Image region labeling entries

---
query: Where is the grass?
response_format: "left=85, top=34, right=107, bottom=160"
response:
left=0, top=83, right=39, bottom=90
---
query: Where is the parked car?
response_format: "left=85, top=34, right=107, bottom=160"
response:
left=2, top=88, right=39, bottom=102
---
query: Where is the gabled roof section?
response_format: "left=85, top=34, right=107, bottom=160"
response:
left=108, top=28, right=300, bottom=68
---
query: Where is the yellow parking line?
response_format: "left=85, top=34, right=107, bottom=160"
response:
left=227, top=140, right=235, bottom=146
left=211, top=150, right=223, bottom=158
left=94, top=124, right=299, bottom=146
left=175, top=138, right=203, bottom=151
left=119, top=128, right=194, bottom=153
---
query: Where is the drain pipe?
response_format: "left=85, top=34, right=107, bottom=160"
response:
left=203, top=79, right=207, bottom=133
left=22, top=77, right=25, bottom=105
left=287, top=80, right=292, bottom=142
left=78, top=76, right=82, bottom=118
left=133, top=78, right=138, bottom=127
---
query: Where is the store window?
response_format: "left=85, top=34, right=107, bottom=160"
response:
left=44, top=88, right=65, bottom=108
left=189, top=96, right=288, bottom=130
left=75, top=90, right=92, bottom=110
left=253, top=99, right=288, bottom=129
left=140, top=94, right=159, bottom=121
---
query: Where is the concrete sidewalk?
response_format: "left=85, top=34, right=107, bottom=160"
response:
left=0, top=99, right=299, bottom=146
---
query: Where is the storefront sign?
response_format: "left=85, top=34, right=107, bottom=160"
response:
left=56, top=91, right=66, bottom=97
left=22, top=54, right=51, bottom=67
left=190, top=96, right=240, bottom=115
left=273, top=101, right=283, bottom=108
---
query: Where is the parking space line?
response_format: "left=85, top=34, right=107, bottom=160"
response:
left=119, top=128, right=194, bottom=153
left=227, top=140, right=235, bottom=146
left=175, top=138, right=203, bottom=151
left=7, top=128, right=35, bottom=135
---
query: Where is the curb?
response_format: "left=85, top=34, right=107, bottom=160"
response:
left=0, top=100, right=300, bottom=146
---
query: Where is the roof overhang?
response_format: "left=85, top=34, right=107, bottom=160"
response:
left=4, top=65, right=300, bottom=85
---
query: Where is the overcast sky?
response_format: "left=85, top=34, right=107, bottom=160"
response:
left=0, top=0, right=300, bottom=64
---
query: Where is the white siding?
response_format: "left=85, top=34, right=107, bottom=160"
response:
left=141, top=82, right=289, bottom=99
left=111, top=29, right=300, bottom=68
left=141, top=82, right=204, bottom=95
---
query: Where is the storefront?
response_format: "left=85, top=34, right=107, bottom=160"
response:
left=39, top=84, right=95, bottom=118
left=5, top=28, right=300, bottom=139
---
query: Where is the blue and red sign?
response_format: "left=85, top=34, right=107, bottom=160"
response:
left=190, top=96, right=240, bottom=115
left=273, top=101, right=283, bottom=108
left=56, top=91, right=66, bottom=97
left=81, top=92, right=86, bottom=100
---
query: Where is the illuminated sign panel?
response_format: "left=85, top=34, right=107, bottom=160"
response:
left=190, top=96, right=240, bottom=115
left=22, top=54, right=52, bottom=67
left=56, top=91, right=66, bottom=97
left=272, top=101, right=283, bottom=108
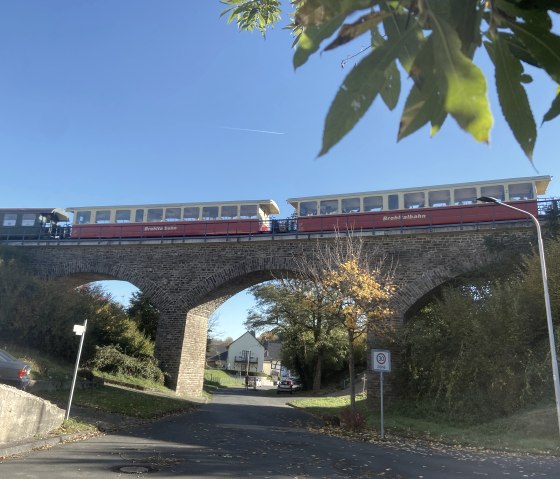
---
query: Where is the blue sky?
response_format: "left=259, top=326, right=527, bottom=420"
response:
left=0, top=0, right=560, bottom=337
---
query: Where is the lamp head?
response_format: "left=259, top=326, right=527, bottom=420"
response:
left=476, top=196, right=501, bottom=203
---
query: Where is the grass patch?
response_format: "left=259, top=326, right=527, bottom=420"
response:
left=93, top=369, right=166, bottom=394
left=204, top=369, right=243, bottom=394
left=290, top=396, right=560, bottom=455
left=36, top=386, right=197, bottom=419
left=2, top=344, right=74, bottom=380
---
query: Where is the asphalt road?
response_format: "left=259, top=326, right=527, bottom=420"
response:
left=0, top=389, right=560, bottom=479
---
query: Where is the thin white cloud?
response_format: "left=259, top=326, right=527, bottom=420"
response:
left=219, top=126, right=285, bottom=135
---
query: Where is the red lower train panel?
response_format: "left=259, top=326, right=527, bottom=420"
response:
left=297, top=200, right=537, bottom=232
left=71, top=219, right=268, bottom=239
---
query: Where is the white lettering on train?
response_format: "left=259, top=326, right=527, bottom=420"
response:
left=383, top=214, right=426, bottom=221
left=144, top=226, right=178, bottom=231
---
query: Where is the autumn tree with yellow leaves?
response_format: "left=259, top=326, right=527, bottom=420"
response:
left=300, top=231, right=395, bottom=408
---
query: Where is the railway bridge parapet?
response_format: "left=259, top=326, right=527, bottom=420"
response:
left=7, top=222, right=534, bottom=396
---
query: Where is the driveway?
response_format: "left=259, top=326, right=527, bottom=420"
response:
left=0, top=389, right=560, bottom=479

TASK OBJECTIVE –
Reproduce the material from its start through the line containing "left=0, top=99, right=299, bottom=146", inclusive, with the requests and their format samples unchanged. Shift every coordinate in the answers by -130.

ANSWER TO THE PROBLEM –
---
query: Where is the grass?
response_format: "left=85, top=34, right=107, bottom=160"
response:
left=-130, top=-47, right=-91, bottom=-40
---
query: Where is the parked car?
response_format: "left=85, top=34, right=107, bottom=160"
response:
left=-128, top=-42, right=-91, bottom=-28
---
query: Where is the gabled roof section?
response_format: "left=85, top=34, right=107, bottom=160"
response:
left=-22, top=-102, right=170, bottom=-62
---
query: Where is the yellow parking line?
response_format: "left=85, top=34, right=107, bottom=160"
response:
left=97, top=10, right=105, bottom=16
left=81, top=20, right=93, bottom=28
left=-36, top=-6, right=169, bottom=16
left=45, top=8, right=73, bottom=21
left=-11, top=-2, right=64, bottom=23
---
query: Where is the drain pipe?
response_format: "left=85, top=34, right=107, bottom=160"
response:
left=73, top=-51, right=77, bottom=3
left=-108, top=-53, right=-105, bottom=-25
left=157, top=-50, right=162, bottom=12
left=-52, top=-54, right=-48, bottom=-12
left=3, top=-52, right=8, bottom=-3
---
query: Where is the store window?
response_format: "left=85, top=34, right=107, bottom=160"
response:
left=-86, top=-42, right=-65, bottom=-22
left=59, top=-34, right=158, bottom=0
left=-55, top=-40, right=-38, bottom=-20
left=123, top=-31, right=158, bottom=-1
left=10, top=-36, right=29, bottom=-9
---
query: Where is the concrete sidewalk?
response_format: "left=85, top=34, right=107, bottom=160"
response:
left=-130, top=-31, right=169, bottom=16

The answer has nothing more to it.